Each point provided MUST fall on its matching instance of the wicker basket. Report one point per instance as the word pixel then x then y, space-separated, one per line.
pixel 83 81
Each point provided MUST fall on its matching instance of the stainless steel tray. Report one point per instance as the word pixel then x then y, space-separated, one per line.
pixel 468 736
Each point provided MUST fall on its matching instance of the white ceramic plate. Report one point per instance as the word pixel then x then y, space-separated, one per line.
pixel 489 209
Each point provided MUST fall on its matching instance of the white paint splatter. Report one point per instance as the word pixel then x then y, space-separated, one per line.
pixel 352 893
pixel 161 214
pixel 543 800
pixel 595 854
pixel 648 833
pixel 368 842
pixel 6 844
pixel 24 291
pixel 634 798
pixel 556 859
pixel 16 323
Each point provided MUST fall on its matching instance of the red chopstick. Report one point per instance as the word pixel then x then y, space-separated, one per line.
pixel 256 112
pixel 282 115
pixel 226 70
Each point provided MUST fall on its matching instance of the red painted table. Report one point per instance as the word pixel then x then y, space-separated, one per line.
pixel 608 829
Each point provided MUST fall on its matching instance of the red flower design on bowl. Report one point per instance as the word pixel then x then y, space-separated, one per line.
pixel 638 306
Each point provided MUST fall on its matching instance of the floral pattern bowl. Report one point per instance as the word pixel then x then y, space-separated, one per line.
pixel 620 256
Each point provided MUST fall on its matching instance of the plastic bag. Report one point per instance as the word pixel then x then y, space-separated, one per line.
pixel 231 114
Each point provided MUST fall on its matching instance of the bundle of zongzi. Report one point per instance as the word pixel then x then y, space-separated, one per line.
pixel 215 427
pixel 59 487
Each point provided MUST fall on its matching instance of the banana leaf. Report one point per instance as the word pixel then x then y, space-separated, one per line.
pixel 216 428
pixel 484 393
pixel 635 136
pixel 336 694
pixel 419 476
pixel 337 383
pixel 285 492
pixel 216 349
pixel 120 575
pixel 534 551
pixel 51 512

#### WORK TO COMPLETE
Copy every row above word for word, keeping the original line order.

#### TASK OUTPUT
Each point provided MUST fall on its matching instance of the wicker basket. Report one point per instance as the word pixel then x then y, space-separated, one per line.
pixel 83 81
Each point provided MUST fall on its matching instance of the stainless steel tray. Report one point per instance as the word pixel then x then y, space-separated, one per line.
pixel 468 736
Each point provided MUST fall on its matching instance of the white ceramic plate. Report one point per instance as the word pixel then x then y, space-separated, one per line.
pixel 489 209
Each point provided MUST fall on its matching instance of the white paint splatter. Report one point per instance as the word pixel then x then y, space-separated, one per line.
pixel 352 893
pixel 161 214
pixel 543 800
pixel 595 854
pixel 648 833
pixel 368 842
pixel 6 844
pixel 24 291
pixel 634 798
pixel 556 859
pixel 16 323
Each point provided MUST fall on its matching instance of the red chopstick. Report one point per instance as the word pixel then x then y, space-separated, one per line.
pixel 256 112
pixel 282 115
pixel 226 70
Each point provided MUST fall on its matching instance of the red painted table. Report one point per instance as the word pixel then x then y, space-separated, one per line.
pixel 608 829
Each point provided MUST fall on its matching instance of the red flower design on bowl. Report one point per instance as the word pixel then x then y, space-separated, one per line.
pixel 638 306
Each point provided MUST fall on its matching instance of the floral pattern bowl. Report one point per instance as the word pixel then x then y, space-separated, one per line.
pixel 620 256
Each point provided MUST fall on its matching instance of the plastic bag. Report one point per instance as the word pixel then x then y, space-separated, one per line.
pixel 231 114
Each point provided MUST fall on its matching instance of the bundle of zongzi. Report one point per instance as the word pixel then x then y, space-separated, one per line.
pixel 215 427
pixel 59 487
Each point provided MUST fall on its matching instance of the banana leaf. Report one point per instance as the word pixel then x then y, space-separated, one per line.
pixel 216 428
pixel 484 393
pixel 635 136
pixel 336 694
pixel 419 476
pixel 337 383
pixel 285 492
pixel 216 349
pixel 120 575
pixel 534 551
pixel 51 512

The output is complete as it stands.